◆ **EXERCISE TEXT**:
____
[SOLVED] Finding a Motif in DNA

Finding a Motif in DNA

Problem can be found here: http://rosalind.info/problems/subs/

The question I have has to do with the performance of the two solutions provided below.

  def indexOfAppearances(strand: String, subStrand: String): List[Int] = {
    def help0(x: String, y: String, accu: List[Int]): List[Int] =
      (x contains y) match {
        case true => {
          val index = (x indexOfSlice y) /* index where substring appears */
          val adjust = strand.length - x.length
          /* adjustment since the x has all the previous
               * nucleotides removed.
               */

          val newX = x.drop(index + 1).mkString
           /* here's the drop of index + 1 elements */
          help0(newX, y, (index + adjust) :: accu) /* tail recursive call */
        }
        case false => accu
      }

     help0(strand, subStrand, List()).reverse.toList.map(x => x + 1)
         //indexes are not from 0 but from 1
  }

  val s = "ACGTACGTACGTACGT"
  val t = "GTA"

  val combs = s.sliding(t.length).zipWithIndex
  val locations = combs.collect { case (sub, i) if (sub == t) => i + 1 }
  println(locations.mkString(" "))

The second solution is pretty, functional and short.

First solution is a bit large but it's still functional. I could have left out the val's and just work with the values to make it shorter but that wasn't my goal.

After seeing the 2nd solution I was quite disappointed by mine due to the length of code. Checked the scala library to see why the 2nd solution works and then re-implemented it myself. Thought about checking the performance of both solutions and made a huge 30 million DNA strand.
____
◆ **RECORD EXCERPTS**:
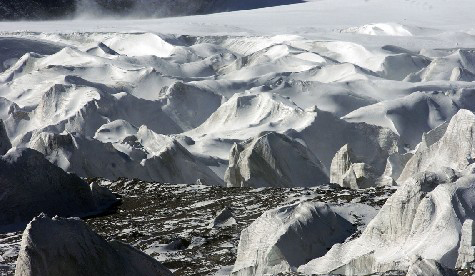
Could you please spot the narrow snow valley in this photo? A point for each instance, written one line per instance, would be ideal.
(320, 137)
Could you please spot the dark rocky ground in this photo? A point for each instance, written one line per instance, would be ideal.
(171, 222)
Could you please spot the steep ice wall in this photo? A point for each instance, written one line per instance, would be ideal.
(273, 160)
(454, 150)
(347, 171)
(285, 238)
(68, 247)
(31, 184)
(423, 218)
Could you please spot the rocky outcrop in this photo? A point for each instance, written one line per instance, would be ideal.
(30, 185)
(68, 247)
(273, 160)
(466, 252)
(224, 218)
(285, 238)
(346, 171)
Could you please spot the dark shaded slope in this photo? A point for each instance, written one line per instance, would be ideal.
(60, 9)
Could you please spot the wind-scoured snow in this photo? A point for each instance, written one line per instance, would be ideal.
(263, 98)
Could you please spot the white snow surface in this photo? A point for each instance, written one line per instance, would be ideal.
(166, 99)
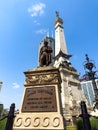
____
Extend the forum post about finding a motif in DNA, picking up after its last sentence.

◆ **RESPONSE TO THE TASK**:
Surprised!

Performance:

First number is the DNA length, and the next two numbers present the execution time of 1st and 2nd solution(in ms).

11,226,096 - 4921 - 14503

33,678,288 - 6448 - 35150

Why is the performance so much different?

I've tried checking the scala library but couldn't find a thing which explains this behaviour.

I assumed that the first solution is creating many objects thus consuming more memory and taking a lot of time to do that but it seems that for some reason it works much faster. I doubt it's the tail recursion and I doubt that zipWithIndex takes a lot of time. Iterators are just iterators?

Thanks!

Solution

sliding isn't efficient with strings. It breaks the string down into characters, boxes them, then reassembles them into a string.

The fastest way to do this which is still not incredibly hard is with the regionMatches method on String. (Faster yet with DNA is to convert everything into bytes, faster yet is to convert it into 2-bit nibbles and pack into int arrays.)